::: Excerpted passage :::
I’m not “spiritual.” I don’t think the most important thing in life is my own “relationship with Jesus.” Heck, I’m simply not good enough, smart enough, or wise enough to figure out much of anything on my own. I need the Bible. I need the teachings of the church. I need the wisdom of church fathers. I can’t reinvent the wheel or create my own biblical interpretation.
I’m writing in defense of religion in response to my friend Carl Medearis, who wrote a provocatively titled blog on CNN called “Why evangelicals should stop evangelizing.” To be clear, he isn’t arguing that Christians should stop talking about Jesus. In fact, when it comes to talking about Jesus, Carl has more courage in his little finger than most people will exhibit in a hundred lifetimes (how many Hezbollah leaders have you tried to pray with?) What he means, instead, is that we shouldn’t be trying to convert people to the religion called Christianity but instead to ask them to follow Jesus.
His complaint is common (and compelling):
For one group of people, the words “evangelist” and “missionary” bring to mind pious heroes performing good deeds that are unattainable for the average Christian. For another group, those same words represent just about everything that’s wrong with the world.
I understand the confusion.
Based on my experiences of living and traveling around the world, I know that religion is often an identity marker that determines people’s access to jobs, resources, civil liberties and political power.
When I lived in Lebanon I saw firsthand how destructive an obsession with religious identity could be. Because of the sectarian nature of Lebanese politics, modern Lebanese history is rife with coups, invasions, civil wars and government shutdowns.
::: Stored data :::
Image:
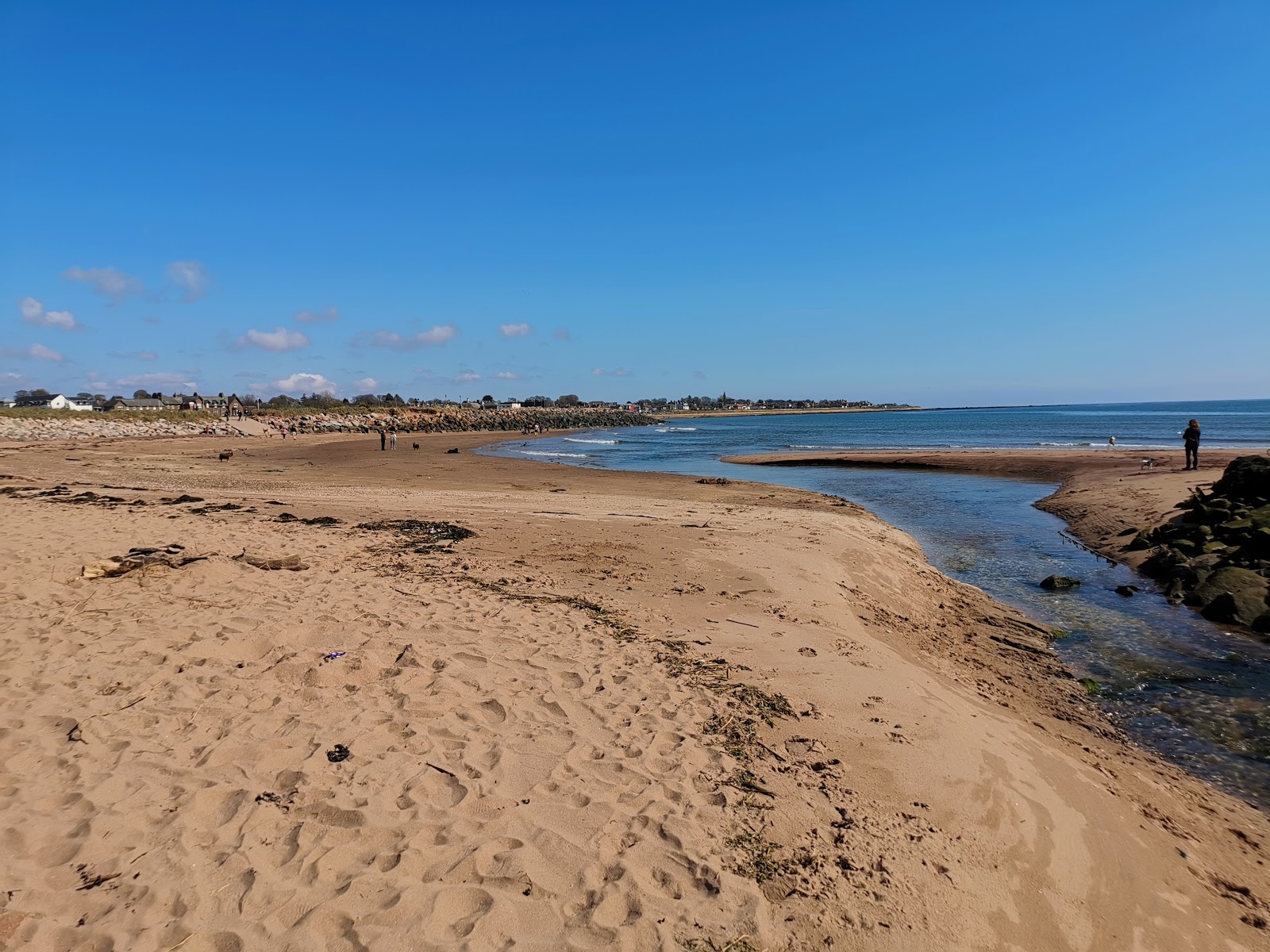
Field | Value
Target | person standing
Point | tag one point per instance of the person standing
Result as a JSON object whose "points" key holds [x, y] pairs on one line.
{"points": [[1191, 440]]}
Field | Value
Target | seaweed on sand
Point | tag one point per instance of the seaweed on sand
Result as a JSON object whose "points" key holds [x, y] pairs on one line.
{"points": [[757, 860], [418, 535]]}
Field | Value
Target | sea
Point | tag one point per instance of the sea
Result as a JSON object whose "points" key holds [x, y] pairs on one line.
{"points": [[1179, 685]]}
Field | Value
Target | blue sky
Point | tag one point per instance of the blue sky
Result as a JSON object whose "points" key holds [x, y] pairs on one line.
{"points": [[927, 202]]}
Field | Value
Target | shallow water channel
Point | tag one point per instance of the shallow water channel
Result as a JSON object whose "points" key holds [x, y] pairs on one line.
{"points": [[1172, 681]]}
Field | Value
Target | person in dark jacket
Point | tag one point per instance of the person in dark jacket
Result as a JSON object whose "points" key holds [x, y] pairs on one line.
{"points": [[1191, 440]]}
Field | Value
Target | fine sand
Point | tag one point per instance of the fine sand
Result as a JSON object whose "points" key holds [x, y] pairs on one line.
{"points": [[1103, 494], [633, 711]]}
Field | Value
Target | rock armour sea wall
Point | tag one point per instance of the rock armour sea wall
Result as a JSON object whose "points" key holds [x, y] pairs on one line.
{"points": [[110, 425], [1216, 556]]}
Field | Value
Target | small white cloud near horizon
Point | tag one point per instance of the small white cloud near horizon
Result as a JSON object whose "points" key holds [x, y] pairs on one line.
:::
Exercise prompt:
Render this sentence from the essay defending religion in Spanish: "When I lived in Lebanon I saw firsthand how destructive an obsession with religious identity could be".

Completed task:
Cuando viví en el Líbano, vi de primera mano lo destructiva que podía ser una obsesión con la identidad religiosa.